SUPPLIED MATERIAL:

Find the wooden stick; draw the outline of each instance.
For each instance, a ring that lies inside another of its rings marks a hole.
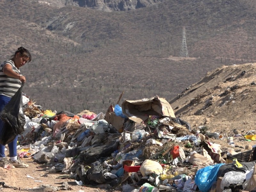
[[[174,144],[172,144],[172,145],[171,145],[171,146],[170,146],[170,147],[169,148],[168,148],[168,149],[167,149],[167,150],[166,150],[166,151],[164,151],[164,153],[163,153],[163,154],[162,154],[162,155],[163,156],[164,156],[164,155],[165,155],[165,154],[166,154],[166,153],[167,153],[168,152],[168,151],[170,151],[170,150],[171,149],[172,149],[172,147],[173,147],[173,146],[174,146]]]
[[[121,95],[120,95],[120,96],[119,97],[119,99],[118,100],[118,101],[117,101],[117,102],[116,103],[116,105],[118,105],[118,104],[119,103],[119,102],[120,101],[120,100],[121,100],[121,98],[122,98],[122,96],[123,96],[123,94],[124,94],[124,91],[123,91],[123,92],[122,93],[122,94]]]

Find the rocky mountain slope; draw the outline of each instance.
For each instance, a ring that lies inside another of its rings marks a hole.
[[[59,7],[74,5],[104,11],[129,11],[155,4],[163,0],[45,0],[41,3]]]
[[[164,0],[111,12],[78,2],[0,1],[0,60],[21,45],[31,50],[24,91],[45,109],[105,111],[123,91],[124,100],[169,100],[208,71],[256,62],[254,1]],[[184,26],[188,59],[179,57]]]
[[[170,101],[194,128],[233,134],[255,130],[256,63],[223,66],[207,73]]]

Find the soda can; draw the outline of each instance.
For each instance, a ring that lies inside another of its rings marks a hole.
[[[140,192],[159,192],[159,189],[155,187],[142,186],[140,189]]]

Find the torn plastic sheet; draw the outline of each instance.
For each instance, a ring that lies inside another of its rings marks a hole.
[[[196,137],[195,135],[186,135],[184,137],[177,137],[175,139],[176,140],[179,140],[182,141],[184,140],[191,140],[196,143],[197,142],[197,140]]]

WORK INSTRUCTIONS: Reproduce the lines from the one containing "Find the soda" through the end of the lines, requests included, and multiply every point coordinate in the answers by 2.1, rounding each result to a whole number with halves rounded up.

COMPLETED TASK:
Find the soda can; draw the outline of each instance.
For each instance, a ring that lies inside another of its rings marks a hole.
[[[294,403],[334,403],[334,397],[326,393],[298,391],[294,397]]]

Find the torn plastic sheet; draw the outline of each instance.
For each instance, a ring that lies inside another of its rings marks a hole.
[[[412,288],[410,284],[391,284],[386,288],[372,288],[368,292],[370,294],[376,294],[382,296],[386,294],[401,294],[412,300],[414,298],[414,294]]]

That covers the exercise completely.